Exercise brief: Begin at the first line below and copy each line exactly, ending with the line where "Pin the banana leaf, one" appears.

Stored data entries

%%

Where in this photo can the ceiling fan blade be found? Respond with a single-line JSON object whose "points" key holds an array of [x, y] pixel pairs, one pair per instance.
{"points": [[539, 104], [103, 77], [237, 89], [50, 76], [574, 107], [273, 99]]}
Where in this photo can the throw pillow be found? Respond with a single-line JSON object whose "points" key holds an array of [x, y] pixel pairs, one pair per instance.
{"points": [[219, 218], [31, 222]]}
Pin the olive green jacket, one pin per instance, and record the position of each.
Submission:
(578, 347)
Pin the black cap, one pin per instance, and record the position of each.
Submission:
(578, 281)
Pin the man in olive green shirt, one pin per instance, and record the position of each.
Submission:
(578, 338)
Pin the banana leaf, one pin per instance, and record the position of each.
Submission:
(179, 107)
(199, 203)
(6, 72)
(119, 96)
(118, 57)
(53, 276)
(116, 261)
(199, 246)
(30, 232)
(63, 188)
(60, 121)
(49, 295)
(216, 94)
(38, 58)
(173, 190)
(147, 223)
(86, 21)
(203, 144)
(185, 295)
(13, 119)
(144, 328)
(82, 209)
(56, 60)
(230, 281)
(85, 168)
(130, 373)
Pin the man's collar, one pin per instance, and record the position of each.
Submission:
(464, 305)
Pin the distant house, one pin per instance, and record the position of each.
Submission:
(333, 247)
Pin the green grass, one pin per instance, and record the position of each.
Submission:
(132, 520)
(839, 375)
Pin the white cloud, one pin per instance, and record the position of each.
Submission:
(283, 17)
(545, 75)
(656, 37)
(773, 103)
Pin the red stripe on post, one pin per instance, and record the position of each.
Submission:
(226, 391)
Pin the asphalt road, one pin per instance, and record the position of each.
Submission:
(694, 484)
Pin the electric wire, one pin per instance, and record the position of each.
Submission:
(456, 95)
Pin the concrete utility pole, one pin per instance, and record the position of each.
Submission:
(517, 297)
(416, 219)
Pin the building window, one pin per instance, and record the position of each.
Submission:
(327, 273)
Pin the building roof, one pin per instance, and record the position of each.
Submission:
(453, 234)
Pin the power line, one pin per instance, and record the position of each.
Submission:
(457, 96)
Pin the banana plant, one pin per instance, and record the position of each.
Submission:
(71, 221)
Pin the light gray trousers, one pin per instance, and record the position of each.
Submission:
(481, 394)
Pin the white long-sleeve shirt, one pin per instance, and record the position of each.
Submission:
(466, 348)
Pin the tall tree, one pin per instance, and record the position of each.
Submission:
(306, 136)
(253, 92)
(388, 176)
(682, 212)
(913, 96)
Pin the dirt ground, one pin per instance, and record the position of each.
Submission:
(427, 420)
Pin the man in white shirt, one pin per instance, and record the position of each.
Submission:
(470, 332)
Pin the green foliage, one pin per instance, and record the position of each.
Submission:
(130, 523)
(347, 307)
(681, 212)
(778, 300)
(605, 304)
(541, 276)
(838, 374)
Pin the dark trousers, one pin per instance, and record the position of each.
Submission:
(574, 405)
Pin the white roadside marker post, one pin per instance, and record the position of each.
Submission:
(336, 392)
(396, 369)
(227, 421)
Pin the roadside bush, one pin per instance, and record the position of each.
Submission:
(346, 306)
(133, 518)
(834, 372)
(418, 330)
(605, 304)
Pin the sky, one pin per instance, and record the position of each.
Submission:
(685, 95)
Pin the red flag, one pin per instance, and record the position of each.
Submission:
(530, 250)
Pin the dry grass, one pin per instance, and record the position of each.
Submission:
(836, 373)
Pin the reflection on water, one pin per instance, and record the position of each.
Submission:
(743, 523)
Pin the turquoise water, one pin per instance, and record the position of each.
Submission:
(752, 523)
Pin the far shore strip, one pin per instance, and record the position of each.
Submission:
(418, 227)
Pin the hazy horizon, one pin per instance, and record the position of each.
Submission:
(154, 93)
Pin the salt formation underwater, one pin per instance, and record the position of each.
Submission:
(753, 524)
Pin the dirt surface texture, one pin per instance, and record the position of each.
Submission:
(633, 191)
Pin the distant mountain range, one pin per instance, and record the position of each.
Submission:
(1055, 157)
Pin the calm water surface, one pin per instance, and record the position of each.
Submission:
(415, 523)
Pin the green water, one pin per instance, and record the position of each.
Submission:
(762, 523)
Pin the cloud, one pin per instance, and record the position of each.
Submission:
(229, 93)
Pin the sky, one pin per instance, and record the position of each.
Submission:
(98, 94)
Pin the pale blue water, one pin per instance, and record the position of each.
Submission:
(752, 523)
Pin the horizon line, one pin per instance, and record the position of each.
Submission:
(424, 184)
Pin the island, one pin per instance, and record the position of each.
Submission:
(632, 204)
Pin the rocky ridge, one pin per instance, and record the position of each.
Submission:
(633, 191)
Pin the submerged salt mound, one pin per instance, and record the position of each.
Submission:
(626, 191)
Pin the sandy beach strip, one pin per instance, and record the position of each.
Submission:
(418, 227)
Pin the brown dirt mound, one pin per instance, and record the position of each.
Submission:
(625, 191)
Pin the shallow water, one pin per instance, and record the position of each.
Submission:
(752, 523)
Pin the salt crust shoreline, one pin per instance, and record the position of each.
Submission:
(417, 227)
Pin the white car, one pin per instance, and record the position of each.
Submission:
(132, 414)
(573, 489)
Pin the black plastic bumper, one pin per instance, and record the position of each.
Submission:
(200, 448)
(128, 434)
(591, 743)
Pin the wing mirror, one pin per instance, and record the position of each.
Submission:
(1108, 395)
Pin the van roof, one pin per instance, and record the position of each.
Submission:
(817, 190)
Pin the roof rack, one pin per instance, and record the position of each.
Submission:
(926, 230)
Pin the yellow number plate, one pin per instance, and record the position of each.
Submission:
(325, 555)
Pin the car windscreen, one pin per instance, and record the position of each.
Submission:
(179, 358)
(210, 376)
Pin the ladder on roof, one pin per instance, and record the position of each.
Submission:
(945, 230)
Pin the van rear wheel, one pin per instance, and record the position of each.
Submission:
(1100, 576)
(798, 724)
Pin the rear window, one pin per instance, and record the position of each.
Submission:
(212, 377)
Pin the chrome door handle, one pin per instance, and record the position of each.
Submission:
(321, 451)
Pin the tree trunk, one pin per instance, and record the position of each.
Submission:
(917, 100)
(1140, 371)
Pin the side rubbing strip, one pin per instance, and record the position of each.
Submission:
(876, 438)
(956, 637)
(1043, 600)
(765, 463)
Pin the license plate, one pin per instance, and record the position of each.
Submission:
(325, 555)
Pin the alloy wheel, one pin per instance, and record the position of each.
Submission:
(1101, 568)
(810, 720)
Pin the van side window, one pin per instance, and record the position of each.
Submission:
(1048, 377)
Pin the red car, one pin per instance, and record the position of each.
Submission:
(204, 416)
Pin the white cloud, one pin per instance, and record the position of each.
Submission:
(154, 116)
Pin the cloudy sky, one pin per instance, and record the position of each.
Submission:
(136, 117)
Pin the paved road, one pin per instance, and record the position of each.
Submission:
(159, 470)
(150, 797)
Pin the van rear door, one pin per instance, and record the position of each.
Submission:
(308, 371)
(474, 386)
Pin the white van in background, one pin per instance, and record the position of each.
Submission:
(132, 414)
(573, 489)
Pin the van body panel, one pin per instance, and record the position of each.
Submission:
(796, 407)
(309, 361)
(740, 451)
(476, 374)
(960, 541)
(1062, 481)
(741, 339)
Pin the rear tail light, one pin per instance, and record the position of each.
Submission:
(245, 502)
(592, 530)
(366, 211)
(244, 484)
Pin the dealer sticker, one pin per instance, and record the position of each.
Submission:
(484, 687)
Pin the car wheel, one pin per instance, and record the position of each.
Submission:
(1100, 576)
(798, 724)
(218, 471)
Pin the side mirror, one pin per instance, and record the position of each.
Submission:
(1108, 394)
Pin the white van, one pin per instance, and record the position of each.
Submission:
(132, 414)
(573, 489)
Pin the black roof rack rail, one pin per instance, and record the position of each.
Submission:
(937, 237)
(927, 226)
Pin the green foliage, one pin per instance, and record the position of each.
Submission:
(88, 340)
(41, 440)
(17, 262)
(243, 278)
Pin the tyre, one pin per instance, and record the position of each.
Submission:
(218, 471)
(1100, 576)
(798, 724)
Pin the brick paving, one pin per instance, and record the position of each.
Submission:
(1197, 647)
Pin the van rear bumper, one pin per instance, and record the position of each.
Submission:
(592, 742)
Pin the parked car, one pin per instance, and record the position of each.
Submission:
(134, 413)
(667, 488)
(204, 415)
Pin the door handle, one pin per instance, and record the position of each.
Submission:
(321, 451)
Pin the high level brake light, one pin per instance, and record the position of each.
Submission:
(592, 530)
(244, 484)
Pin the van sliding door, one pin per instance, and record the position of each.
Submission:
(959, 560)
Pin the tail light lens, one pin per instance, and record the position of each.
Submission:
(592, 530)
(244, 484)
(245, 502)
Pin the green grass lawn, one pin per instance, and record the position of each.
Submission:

%%

Written solution:
Where in this photo can the ceiling fan blade be found? Respond with a single-line JSON object whose "points" key holds an array of [x, y] pixel pairs, one pair per instance.
{"points": [[539, 104], [103, 77], [237, 89], [50, 76], [574, 107], [273, 99]]}
Where in this photo can the throw pillow be found? Respond with a single-line JSON object whose "points" key holds an array of [x, y] pixel pairs, one pair per instance.
{"points": [[219, 218], [31, 222]]}
Pin the olive green jacket, one pin per instance, and record the position of each.
Submission:
(578, 347)
Pin the black cap, one pin per instance, and record the position of each.
Submission:
(578, 281)
Pin the man in olive green shirt, one pin per instance, and record the position of each.
Submission:
(578, 338)
Pin the banana leaf, one pin per instance, and record the position of each.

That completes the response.